Question

Eliminating the Arbitrary Constants in DE:

Answer 1

\[y=c _{1}+c _{2}e ^{-4x}\]

Answer 2

so i eliminated the arbitrary constant and i just want to check if my answer is correct. which is \[y \prime \prime=-4\]

Answer 3

what is y'

Answer 4

\[y \prime=-4c _{2}e ^{-4x}\]

Answer 5

\[\large y'= 0-[0\cdot e^{-4x} -4e^{-4}\cdot c_{2}] \]\[\large y'= -4c_{2}e^{-4x}\]

Answer 6

good

Answer 7

I think you can then take \(-4c_{2}\) as f(x) and \(e^{-4x}\) as g(x) and apply the product rule again.

Answer 8

...and i forgot the "x" in my first line of my last post. Supposed to be \(\large -4e^{-4x}\)

Answer 9

this is what i did

Answer 10

is that right? :/

Answer 11

Hmm...so \[\large y'' = [0\cdot e^{-4x} +[-4e^{-4x}\cdot (-4c_{2})]]\]\[\large y''= 0+(-4)(-4)c_{2}e^{-4x}\]\[\large y'' = 0+16c_{2}e^{-4x}\]

Answer 12

@kenji07 I agree with @Jhannybean work above.

Answer 13

Maybe i'm not understanding your steps in eliminating the constants. i just used the product rule but it's not an efficient way of getting rid of the constants.

Instead of writing out what you did,can you explain to us step by step what you did to solve your problem?

Answer 14

i did that first then changed my mind. how can i eliminate Csub2?

Answer 15

That's why i'm asking you to explain what you did to get rid of \(c_{1}\) and \(c_{2}\)

Answer 16

i attached it :)

Answer 17

i just manipulated the equations :\

Answer 18

I see tht you've tken thederivative to get rid of the first constant..... what did you do in the third step? \[\large y-c_{1}=c_{2}e^{-4x}\]?

Answer 19

manipulate the original equation to get c2(e^−4x)

§ **Tasks to carry out**
• A. In the thread on eliminating arbitrary constants, which rule is suggested for applying again to find the second derivative?
• B. Carry on the thread on eliminating arbitrary constants from its last post.
The data come from a different source than the thread on eliminating arbitrary constants.

§ **Data section**
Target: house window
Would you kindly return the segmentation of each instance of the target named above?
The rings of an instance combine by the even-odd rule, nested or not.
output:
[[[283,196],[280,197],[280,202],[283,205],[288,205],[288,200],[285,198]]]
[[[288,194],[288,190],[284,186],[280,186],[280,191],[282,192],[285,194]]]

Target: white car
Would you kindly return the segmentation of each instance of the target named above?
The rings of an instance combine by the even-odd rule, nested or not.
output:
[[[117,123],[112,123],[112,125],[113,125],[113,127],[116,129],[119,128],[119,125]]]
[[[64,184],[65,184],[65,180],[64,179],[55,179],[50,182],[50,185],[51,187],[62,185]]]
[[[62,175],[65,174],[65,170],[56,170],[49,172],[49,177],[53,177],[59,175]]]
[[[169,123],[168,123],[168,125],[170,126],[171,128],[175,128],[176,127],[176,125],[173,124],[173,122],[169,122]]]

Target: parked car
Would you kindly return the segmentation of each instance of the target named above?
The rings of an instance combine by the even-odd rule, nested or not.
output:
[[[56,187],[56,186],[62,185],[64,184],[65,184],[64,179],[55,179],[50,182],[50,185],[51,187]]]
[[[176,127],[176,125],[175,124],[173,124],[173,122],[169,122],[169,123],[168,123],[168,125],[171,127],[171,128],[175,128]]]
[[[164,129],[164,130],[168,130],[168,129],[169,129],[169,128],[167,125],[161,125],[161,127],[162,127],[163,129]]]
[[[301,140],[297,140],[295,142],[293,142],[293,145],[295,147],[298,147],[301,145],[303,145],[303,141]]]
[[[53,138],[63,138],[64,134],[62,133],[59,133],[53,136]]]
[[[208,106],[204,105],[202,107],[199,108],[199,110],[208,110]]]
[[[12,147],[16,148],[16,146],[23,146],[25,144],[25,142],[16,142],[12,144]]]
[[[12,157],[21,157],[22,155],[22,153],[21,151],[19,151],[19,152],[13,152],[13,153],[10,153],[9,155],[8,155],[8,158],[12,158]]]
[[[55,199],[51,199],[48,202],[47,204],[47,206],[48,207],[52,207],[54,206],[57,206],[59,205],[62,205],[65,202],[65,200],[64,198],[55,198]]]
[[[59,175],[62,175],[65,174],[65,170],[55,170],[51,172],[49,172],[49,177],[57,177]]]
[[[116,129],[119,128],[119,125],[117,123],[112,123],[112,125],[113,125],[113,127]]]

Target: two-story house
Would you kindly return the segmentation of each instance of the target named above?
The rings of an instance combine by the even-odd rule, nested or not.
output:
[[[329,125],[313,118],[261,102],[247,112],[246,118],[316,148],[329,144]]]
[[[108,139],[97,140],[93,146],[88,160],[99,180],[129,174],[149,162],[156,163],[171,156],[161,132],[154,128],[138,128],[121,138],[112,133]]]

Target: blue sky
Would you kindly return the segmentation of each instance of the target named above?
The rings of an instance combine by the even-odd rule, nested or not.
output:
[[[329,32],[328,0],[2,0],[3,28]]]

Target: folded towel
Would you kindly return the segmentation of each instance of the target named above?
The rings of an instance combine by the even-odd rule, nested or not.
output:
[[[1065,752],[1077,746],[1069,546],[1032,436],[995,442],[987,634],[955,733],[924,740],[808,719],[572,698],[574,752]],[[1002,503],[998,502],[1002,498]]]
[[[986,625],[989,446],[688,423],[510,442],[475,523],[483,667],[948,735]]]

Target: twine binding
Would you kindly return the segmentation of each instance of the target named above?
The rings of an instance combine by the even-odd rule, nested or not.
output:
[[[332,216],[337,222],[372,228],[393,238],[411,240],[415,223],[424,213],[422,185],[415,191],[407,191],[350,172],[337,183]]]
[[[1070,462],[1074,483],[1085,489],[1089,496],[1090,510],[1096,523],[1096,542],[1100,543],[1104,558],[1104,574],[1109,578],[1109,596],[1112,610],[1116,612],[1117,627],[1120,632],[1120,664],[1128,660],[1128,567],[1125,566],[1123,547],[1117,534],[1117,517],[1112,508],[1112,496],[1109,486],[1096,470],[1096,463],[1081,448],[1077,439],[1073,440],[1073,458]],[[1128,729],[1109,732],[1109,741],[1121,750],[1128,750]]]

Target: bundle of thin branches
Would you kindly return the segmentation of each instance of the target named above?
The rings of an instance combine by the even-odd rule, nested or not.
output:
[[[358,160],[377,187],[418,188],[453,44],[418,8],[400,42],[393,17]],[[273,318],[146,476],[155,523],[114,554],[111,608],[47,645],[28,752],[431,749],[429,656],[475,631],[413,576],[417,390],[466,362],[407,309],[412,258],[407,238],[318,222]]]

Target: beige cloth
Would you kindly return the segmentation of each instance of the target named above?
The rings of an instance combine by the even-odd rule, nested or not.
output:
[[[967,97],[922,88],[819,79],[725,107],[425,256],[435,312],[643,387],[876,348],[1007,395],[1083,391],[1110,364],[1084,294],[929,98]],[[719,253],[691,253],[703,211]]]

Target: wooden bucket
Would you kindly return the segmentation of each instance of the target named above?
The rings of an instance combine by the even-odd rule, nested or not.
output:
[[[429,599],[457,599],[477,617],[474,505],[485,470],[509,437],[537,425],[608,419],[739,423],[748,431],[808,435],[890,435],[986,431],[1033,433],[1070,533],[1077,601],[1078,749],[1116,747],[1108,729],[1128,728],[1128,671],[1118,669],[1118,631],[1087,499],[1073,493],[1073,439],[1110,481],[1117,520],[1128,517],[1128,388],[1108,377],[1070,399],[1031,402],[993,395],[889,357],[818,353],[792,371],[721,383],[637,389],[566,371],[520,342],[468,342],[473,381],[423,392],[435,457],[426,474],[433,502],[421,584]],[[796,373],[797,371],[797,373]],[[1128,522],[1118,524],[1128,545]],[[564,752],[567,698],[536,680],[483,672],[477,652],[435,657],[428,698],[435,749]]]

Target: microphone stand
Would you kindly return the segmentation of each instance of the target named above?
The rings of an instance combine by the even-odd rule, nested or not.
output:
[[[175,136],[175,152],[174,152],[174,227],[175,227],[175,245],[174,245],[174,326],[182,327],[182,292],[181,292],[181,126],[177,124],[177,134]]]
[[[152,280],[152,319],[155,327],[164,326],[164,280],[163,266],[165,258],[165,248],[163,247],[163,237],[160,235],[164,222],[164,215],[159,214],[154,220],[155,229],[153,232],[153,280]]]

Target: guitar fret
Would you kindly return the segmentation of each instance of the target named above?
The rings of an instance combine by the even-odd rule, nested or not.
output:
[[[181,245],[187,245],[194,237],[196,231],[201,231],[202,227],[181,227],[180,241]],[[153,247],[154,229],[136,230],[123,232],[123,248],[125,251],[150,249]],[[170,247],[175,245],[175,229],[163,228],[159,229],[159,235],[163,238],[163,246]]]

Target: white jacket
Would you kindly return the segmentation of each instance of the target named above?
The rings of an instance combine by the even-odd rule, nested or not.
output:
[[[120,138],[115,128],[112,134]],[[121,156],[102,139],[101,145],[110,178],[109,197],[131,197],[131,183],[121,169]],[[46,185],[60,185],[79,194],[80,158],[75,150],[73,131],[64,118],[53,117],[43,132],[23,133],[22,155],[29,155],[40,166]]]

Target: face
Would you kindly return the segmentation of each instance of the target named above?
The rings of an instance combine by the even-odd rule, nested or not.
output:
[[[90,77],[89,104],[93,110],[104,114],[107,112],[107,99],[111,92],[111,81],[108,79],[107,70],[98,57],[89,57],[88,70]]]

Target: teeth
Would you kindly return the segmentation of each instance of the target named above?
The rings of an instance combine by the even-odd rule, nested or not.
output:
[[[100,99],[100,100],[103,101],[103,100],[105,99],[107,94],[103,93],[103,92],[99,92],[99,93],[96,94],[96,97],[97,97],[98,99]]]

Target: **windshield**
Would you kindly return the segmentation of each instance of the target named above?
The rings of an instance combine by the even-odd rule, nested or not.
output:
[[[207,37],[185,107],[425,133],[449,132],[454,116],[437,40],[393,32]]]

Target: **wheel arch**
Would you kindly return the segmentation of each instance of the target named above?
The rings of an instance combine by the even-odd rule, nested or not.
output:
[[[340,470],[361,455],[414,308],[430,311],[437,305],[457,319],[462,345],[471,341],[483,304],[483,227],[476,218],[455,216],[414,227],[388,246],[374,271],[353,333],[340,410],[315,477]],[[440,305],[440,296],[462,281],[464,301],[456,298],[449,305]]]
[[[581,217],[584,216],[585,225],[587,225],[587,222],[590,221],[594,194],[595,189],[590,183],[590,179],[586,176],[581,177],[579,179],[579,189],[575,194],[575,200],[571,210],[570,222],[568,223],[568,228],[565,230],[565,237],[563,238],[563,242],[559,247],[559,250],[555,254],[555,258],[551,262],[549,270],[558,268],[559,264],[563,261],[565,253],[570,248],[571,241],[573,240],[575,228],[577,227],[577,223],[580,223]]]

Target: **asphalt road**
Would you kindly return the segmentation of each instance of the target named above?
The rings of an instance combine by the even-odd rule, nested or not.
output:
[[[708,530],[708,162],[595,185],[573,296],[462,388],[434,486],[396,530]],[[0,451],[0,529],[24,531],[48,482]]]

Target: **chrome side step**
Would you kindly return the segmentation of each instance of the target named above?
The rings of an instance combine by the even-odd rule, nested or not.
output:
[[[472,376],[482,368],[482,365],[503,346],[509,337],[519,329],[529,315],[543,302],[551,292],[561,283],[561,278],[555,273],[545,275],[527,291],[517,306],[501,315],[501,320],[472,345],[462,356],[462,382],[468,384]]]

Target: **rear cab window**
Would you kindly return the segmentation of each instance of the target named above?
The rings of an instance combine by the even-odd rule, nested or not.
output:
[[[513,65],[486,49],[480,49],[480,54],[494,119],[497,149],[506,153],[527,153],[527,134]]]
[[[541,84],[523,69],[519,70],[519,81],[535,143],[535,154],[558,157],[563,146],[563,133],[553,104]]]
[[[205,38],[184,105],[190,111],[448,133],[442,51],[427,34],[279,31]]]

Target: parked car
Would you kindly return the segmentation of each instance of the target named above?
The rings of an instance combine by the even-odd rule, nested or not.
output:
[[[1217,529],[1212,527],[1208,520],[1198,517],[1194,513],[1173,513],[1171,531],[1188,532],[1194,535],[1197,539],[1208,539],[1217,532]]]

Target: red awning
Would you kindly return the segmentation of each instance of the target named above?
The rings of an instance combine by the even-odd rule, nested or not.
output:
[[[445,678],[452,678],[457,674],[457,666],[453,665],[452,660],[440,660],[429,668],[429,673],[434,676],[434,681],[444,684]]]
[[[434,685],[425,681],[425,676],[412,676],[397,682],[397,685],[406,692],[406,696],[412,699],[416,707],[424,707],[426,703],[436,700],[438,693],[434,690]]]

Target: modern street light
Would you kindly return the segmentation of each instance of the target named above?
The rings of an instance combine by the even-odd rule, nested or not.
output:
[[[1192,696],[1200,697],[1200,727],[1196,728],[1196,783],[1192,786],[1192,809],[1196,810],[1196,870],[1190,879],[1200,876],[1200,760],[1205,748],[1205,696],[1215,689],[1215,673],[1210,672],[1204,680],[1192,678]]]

§ **Answers given**
• A. The product rule, taking \(-4c_{2}\) as f(x) and \(e^{-4x}\) as g(x).

• B.
Answer 20

c2(e^−4x)=y-c1. this is my third equation. i sustituted this in the first derivative

Answer 21

I have a feeling that's not a valid manipulation :\ Basically you're saying that you have \[\large y= c_{1} + c_{2}e^{-4x}\] then \[\large y-c_{1}=c_{2}e^{-4x}\]\[\large \frac{dy}{dx}(y-c_{1}=c_{2}e^{-4x})\]\[\large y' = -4c_{2}e^{-4x}\] So far....

Answer 22

Oh scratch out my first comment... bleh.

Answer 23

what could i do to eliminate c2 after getting te second derivative :/

Answer 24

Because now i'm not understanding your 4rth step. \[\large \text{sub 3 in 2} :y'=4(y-c_{1})\]

Answer 25

you can't get rid of all constants whatsoever

Answer 26

^ that's what i was thinking.

Answer 27

there is a negative before 4

Answer 28

Sorry about that.

Answer 29

You're stating that the function, \(y\) is dependent on the rate of change \(y'\) which is totally false.

Answer 30

the rate of change change, \(y'\), is dependent on the function \(y\) and therefore your fourth step does not make sense.

Answer 31

ok. thanks. how about this one?

Answer 32

@kenji07 That is correct.

Answer 33

That is correct. you found all your derivatives first, and found that the orignial equation equalled the same value as your original function,therefore \(y'' =y\)

Answer 34

im going to bed gn guys

Answer 35

ok. thanks guys :)

Answer 36

Ask yourself,

"What does \(y''\) mean in relation to the function \(y \)?"

Answer 37

hey. uhm. how about this one? did i get it right?

Answer 38

@Jhannybean ?

Answer 39

No that doesn't seem right.how are you factoring out a 2+3 when those arent the LCM of both terms?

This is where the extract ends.